-- START OF PROVIDED DATA --

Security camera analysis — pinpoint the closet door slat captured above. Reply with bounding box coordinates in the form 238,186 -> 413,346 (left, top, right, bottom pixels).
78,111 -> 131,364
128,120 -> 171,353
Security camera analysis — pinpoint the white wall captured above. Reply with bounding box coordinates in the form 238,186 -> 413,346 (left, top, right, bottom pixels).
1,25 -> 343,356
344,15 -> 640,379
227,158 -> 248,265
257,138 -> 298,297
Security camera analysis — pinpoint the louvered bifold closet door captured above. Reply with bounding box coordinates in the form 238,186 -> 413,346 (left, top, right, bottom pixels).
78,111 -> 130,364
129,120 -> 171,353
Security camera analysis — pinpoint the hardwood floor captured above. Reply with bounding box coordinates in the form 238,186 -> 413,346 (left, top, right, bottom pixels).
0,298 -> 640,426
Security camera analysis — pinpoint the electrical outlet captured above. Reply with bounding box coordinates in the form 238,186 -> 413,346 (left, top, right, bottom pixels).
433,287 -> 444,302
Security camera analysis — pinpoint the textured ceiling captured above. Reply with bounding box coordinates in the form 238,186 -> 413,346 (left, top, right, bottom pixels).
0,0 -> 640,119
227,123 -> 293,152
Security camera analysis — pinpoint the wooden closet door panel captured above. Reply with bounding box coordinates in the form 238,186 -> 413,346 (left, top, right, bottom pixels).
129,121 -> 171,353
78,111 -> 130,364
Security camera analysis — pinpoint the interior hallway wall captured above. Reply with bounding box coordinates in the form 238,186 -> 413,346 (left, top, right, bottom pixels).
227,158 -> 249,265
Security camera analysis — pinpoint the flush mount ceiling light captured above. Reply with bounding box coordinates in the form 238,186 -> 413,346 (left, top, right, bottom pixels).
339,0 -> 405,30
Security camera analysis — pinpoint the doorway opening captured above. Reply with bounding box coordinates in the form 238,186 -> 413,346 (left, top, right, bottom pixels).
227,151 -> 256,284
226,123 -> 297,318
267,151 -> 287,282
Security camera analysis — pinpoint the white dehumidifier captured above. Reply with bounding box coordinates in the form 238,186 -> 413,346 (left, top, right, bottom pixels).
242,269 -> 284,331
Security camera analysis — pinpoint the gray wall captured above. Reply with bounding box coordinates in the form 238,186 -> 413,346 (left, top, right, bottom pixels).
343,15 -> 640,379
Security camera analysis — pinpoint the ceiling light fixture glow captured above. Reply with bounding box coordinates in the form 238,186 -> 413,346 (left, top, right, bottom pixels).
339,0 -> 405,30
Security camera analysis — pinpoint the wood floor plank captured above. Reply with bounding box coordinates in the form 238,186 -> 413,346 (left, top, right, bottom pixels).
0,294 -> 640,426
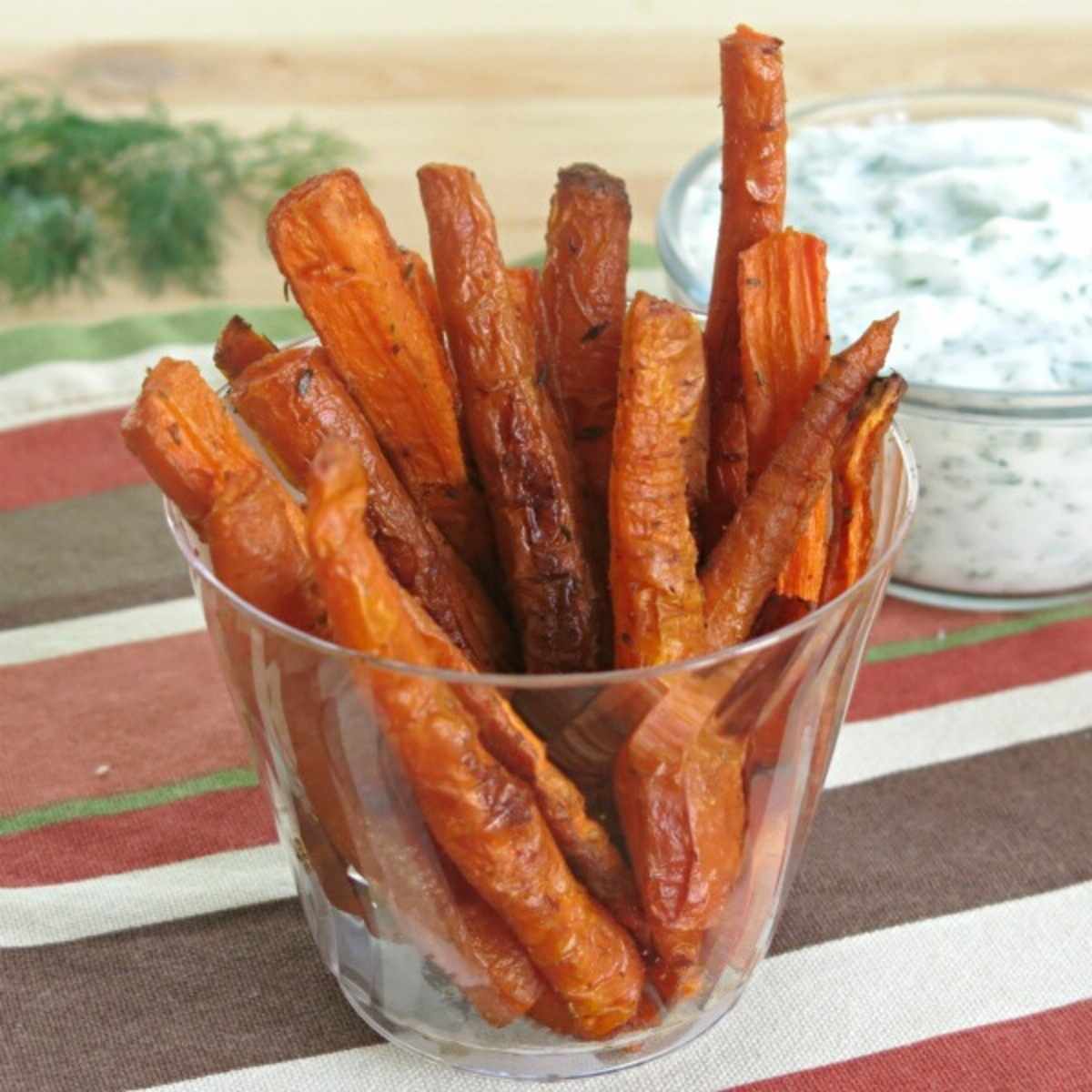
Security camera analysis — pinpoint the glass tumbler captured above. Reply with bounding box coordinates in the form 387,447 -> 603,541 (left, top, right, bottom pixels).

-- END OF PROVIDED DATA --

GOAL
Drop the images and repeat the data exactly.

EXERCISE RESULT
Security camera analysis — pinpoint the closet door slat captured above. Reply with bounding box coordinates in the form 238,186 -> 413,346 (left, top, right, bottom pixels).
78,111 -> 131,364
128,120 -> 171,353
Security camera analysis — pinpoint the white wall captured above. Reply with bounding box coordinates in the form 238,186 -> 413,346 (left, top, right, bottom pixels).
1,25 -> 343,356
344,15 -> 640,379
227,158 -> 248,265
257,138 -> 298,297
Security camera analysis — pinpoint the louvered bifold closet door captured above. Reply with bounding box coordinates in the form 238,186 -> 413,346 (left, top, right, bottom pixels).
78,111 -> 130,364
129,120 -> 171,353
Security camera analysis — pinpoint the hardwood floor captured above. Reply with bounding box coordinates in the form 238,186 -> 413,346 (left, top, right, bottom pixels).
0,298 -> 640,426
Security camera analysis — pinpoint the electrical outlet captured above. Reply with bounding box coordinates in the form 238,186 -> 413,346 (left, top, right, bottom pixels).
433,287 -> 444,302
Security camera analysis — pinpoint the textured ceiling captured above. Reply with bounding box coordinates in the form 238,186 -> 413,346 (left, top, right, bottom pixels).
0,0 -> 640,119
227,123 -> 293,152
Security camera analysis — pinpoint the wooden closet door panel captured above. Reply with bounding box coordinates in the form 238,186 -> 413,346 (left, top, right, bottom pixels).
129,121 -> 171,353
78,111 -> 130,364
Security camera analysis — pinpoint the interior hallway wall captured above. Reply with bounding box coordinates in the form 238,186 -> 413,346 (left, top, right, bottom pixels).
227,158 -> 249,265
Security camera analysis — pinpoint the flush mount ceiling light captured above. Reply with bounding box coordinates in the form 238,186 -> 413,346 (left, top, right, bottom pixels).
339,0 -> 405,30
Security camera analysis — pinpoint the doorway opening captured above. Reply with bounding box coordinates in the form 238,186 -> 413,346 (left, top, right, bottom pixels).
227,151 -> 256,284
226,123 -> 297,318
267,151 -> 287,282
Security camera analysis — pinpoint the white dehumidifier captured above. Reply with bounding box coordinates in the form 238,186 -> 413,346 (left, top, right, bottom pixels).
242,269 -> 284,331
Security camera analysis — pinpoint the gray wall captured above. Reply with bounding box coordinates in the form 238,186 -> 413,346 (left, top, right, bottom pixels).
343,15 -> 640,379
Security camera analysis — pinpoint the ceiling light fixture glow captured above. Reply with bounding box coordinates in the form 238,186 -> 413,346 (left, top, right, bottom pixels).
339,0 -> 405,30
Security camera analysis — pinpoint the wood floor plank captured above. Reply with bounding box coordinates in the form 238,186 -> 413,346 (left, top, right, bottom pixels).
0,294 -> 640,426
Security camera analysis — pinpoint the glass tumbler captured above. Reply with bounding box coordinates in the form 387,447 -> 603,541 (left, top, right, bottom pixels).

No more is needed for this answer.